DOCUMENT TEXT below:

French healthcare company Sanofi has entered into a research collaboration and license deal with Exscientia, an AI-driven pharmatech firm, to develop up to 15 new drug candidates across oncology and immunology using the latter’s AI-driven platform.

As per the latest deal, Sanofi has agreed to pay upfront cash of $100m to Exscientia.

Furthermore, Exscientia will eligible to receive up to about $5.2bn in payments tied to achieving research, translational, clinical development, regulatory, and commercial milestones.

Both firms have been working together since 2016. In 2019, the French drugmaker in-licensed Exscientia’s bispecific small molecule candidate aimed to target two distinct targets in inflammation and immunology.

Sanofi chief scientific officer and research global head Frank Nestle said: “We look forward to deepening our work with Exscientia, a leader in leveraging AI to modernise all aspects of drug discovery and development.

“Sanofi’s collaboration with Exscientia aims to transform how we discover and develop new small molecule medicines for cancer and immune-mediated diseases.

“Application of sophisticated AI and machine learning methods will not only shorten drug discovery timelines, but will also help to design higher quality and better-targeted medicines for patients.”

Under the new agreement, the two firms will partner to detect and select target projects using Exscientia’s personalised medicine platform.

The platform is said to facilitate a “patient-first” approach by incorporating primary human tissue samples into the early target and drug discovery research.

Exscientia said that the approach will allow its scientists to integrate patient, disease, and clinically relevant data into decisions on potential new medicine candidates earlier in the drug development process.

End of DOCUMENT TEXT.
PROVIDED DATA below:

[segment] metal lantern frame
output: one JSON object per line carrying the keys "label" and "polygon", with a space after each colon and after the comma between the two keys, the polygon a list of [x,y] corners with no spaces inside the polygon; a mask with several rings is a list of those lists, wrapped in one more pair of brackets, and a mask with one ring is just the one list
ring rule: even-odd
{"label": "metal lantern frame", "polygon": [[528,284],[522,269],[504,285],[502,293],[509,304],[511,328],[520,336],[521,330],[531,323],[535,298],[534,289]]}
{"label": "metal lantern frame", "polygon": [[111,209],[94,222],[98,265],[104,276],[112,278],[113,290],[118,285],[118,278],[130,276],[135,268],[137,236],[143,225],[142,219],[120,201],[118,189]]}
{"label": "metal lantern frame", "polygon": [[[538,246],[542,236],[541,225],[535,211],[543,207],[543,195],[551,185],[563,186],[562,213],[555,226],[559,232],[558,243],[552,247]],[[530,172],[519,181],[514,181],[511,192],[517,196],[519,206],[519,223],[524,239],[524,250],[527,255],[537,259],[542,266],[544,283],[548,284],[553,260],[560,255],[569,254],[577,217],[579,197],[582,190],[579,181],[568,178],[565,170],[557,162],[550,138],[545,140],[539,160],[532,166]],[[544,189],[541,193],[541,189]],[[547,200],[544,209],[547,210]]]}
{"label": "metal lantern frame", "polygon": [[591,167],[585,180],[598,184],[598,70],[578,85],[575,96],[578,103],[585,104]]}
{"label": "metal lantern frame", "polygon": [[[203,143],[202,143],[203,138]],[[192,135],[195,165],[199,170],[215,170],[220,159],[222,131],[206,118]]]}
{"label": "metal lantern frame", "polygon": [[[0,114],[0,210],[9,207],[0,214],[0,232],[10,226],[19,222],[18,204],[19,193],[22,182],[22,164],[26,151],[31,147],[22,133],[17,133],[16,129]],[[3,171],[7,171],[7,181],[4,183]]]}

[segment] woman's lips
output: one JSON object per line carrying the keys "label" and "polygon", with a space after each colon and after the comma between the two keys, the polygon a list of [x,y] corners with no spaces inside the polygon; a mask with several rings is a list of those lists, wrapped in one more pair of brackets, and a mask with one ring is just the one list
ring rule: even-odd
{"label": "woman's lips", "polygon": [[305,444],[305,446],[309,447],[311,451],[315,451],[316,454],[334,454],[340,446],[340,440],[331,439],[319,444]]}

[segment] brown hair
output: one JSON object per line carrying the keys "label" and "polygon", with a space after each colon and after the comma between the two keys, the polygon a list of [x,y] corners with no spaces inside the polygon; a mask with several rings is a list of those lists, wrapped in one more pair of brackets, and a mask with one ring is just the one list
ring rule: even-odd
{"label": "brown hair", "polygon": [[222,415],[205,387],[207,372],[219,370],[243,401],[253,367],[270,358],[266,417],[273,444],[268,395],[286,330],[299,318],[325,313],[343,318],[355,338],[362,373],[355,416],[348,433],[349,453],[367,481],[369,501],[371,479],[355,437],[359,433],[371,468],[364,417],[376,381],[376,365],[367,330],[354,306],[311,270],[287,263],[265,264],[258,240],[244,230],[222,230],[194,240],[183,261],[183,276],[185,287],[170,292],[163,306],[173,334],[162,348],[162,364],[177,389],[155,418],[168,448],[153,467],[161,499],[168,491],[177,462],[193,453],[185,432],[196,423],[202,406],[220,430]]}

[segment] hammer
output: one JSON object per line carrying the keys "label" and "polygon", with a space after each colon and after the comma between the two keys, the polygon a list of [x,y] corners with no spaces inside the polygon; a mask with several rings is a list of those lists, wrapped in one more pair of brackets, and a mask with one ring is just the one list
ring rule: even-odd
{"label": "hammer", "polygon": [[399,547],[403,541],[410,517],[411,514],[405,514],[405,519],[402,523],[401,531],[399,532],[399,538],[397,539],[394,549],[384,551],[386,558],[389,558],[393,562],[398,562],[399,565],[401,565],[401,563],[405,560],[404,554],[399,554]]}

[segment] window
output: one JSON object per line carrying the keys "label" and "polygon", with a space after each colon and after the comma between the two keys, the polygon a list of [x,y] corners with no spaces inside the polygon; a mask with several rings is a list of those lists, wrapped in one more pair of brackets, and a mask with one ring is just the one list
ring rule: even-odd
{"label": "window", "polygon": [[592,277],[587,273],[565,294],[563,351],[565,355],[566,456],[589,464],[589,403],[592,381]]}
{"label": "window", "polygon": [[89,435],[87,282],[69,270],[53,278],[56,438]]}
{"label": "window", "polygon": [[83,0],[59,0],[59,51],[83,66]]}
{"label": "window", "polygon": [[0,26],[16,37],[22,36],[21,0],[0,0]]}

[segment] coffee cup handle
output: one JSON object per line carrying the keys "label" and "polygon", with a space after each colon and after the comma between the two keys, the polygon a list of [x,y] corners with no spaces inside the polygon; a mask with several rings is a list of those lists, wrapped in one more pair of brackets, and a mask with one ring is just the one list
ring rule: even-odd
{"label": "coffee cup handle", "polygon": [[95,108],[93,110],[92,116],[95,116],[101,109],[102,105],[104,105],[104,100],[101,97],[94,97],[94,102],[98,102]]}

End of PROVIDED DATA.

REQUIRED TASKS
1. In the article on the Sanofi and Exscientia deal, how does Exscientia's personalised medicine platform support a "patient-first" approach, and what does Exscientia say that approach will allow? Answer in one to three sentences.
2. Continue the article on the Sanofi and Exscientia deal, starting after its last sentence.

TASK-BY-TASK OUTPUTS
1. The platform includes primary human tissue samples in early target and drug discovery research. Exscientia says this will let its scientists bring patient, disease and clinically relevant data into decisions on potential new medicine candidates earlier in drug development.

2.
Apart from discovering the target, Exscientia will lead small molecule drug design and lead optimisation activities up to development candidate nomination, while Sanofi will assume the responsibility for preclinical and clinical development, manufacturing and commercialisation.

Exscientia CEO and founder Andrew Hopkins said: “Our AI-driven platform can be leveraged across drug discovery, translational research and development, with applications ranging from improving the precision medicine and quality of drug candidates to enriching for patient selection in clinical trials.

“Our expanded collaboration with Sanofi will utilise the breadth of our platform to test AI-designed drug candidates against patient tissue models, potentially providing far better accuracy than conventional approaches such as mouse models.

“When you consider the change this represents – testing candidates against actual human tissue years before a clinical trial – it’s transformative.”

Exscientia stated that the upfront cash payment of $100m is expected to be reflected in the first quarter of 2022 financial results.